-- Start of DATA SUPPLIED --

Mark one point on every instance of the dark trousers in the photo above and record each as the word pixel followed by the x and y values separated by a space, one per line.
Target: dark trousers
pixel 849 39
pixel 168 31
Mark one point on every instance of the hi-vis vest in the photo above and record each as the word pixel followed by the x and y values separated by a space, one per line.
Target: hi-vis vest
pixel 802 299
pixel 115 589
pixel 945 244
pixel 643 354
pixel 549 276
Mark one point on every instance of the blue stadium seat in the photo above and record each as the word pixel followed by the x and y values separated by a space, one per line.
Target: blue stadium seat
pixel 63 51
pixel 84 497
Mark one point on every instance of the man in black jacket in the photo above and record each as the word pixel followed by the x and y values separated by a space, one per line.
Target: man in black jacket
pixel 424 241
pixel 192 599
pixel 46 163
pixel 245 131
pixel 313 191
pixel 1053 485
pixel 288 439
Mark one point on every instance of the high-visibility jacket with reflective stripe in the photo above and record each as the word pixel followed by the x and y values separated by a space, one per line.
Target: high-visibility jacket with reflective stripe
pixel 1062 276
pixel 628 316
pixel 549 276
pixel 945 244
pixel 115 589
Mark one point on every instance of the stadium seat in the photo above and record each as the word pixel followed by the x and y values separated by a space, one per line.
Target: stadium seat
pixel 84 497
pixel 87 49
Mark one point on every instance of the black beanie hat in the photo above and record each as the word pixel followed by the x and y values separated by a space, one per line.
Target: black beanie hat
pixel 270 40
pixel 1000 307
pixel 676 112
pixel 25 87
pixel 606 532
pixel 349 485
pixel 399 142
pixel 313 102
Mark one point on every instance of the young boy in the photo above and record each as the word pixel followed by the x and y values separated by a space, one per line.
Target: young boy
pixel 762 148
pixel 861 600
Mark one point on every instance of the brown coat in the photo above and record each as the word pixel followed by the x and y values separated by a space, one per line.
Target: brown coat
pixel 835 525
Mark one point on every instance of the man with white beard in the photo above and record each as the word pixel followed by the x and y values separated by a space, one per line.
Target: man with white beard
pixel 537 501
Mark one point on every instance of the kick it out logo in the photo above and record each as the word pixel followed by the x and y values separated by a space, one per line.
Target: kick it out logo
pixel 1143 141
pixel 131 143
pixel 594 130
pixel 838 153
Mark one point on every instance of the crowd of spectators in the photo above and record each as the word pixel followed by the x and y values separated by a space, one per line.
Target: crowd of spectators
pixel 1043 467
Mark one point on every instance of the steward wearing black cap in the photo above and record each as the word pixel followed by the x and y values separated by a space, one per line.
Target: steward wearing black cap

-- End of DATA SUPPLIED --

◆ WHAT IS EXPECTED ◆
Recast all of the material above as a Markdown table with two columns, Row and Line. Give each line its own numbered row, and leave out any blank lines.

◆ RESPONSE BELOW ◆
| Row | Line |
|---|---|
| 1 | Mark one point on every instance of the dark trousers in the photo above and record each as the word pixel followed by the x and y values separated by a space, one per line. |
| 2 | Target: dark trousers |
| 3 | pixel 849 39 |
| 4 | pixel 168 31 |
| 5 | Mark one point on every instance of the hi-vis vest in the photo above and record each as the word pixel followed by the x and y values separated by a space, one per line. |
| 6 | Target: hi-vis vest |
| 7 | pixel 802 299 |
| 8 | pixel 115 589 |
| 9 | pixel 945 244 |
| 10 | pixel 643 354 |
| 11 | pixel 549 276 |
| 12 | Mark one point on every instance of the blue stadium seat in the photo above and record each as the word pixel followed by the x and y values separated by a space, one per line. |
| 13 | Target: blue stadium seat |
| 14 | pixel 63 51 |
| 15 | pixel 84 497 |
| 16 | Mark one point on every instance of the man in black jacket in the photo above and record each as the word pixel followed by the x and y values separated by a space, one per line. |
| 17 | Target: man in black jacket |
| 18 | pixel 424 241 |
| 19 | pixel 192 599 |
| 20 | pixel 46 163 |
| 21 | pixel 245 131 |
| 22 | pixel 313 191 |
| 23 | pixel 1053 485 |
| 24 | pixel 288 439 |
| 25 | Mark one point on every instance of the high-visibility jacket with reflective stripe in the photo above and record each as the word pixel followed by the x and y values separated by a space, one per line. |
| 26 | Target: high-visibility jacket with reflective stripe |
| 27 | pixel 1062 276 |
| 28 | pixel 628 316 |
| 29 | pixel 549 276 |
| 30 | pixel 945 244 |
| 31 | pixel 115 589 |
| 32 | Mark one point on every instance of the stadium seat in the photo above and record each as the word pixel followed by the x and y values separated by a space, one per line. |
| 33 | Target: stadium seat |
| 34 | pixel 84 497 |
| 35 | pixel 87 49 |
| 36 | Mark one point on every instance of the black beanie hat in the photo above and record each as the word pixel followed by the x and y values separated by a space, one per line. |
| 37 | Target: black beanie hat |
| 38 | pixel 270 40 |
| 39 | pixel 1000 307 |
| 40 | pixel 676 112 |
| 41 | pixel 25 87 |
| 42 | pixel 606 532 |
| 43 | pixel 349 485 |
| 44 | pixel 399 142 |
| 45 | pixel 313 102 |
| 46 | Mark one point on every instance of the young boy in the photo above and record each as the word pixel followed by the x and y values separated by a space, one per line. |
| 47 | Target: young boy |
| 48 | pixel 762 148 |
| 49 | pixel 861 600 |
| 50 | Mark one point on every instance of the brown coat in the photo above and record each as the word pixel followed by the x and y values separated by a space, one per line. |
| 51 | Target: brown coat |
| 52 | pixel 835 525 |
| 53 | Mark one point on every instance of the man with white beard in the photo above and record each as the word pixel followed by the x and y values separated by a space, one per line. |
| 54 | Target: man with white beard |
| 55 | pixel 537 501 |
| 56 | Mark one point on every instance of the kick it out logo in the photo above and record each as the word pixel followed by the x and y values separated by a space, one per line. |
| 57 | Target: kick it out logo |
| 58 | pixel 1143 141 |
| 59 | pixel 131 143 |
| 60 | pixel 594 130 |
| 61 | pixel 838 153 |
| 62 | Mark one point on every instance of the crowd of spectators in the photo above and record each as the word pixel followed by the x and y values separated by a space, one per line. |
| 63 | Target: crowd of spectators |
| 64 | pixel 1043 467 |
| 65 | Mark one point on every instance of the steward wearing black cap in the photo above and record each as the word pixel followed by the x and y values separated by a space, one per line. |
| 66 | Target: steward wearing black cap |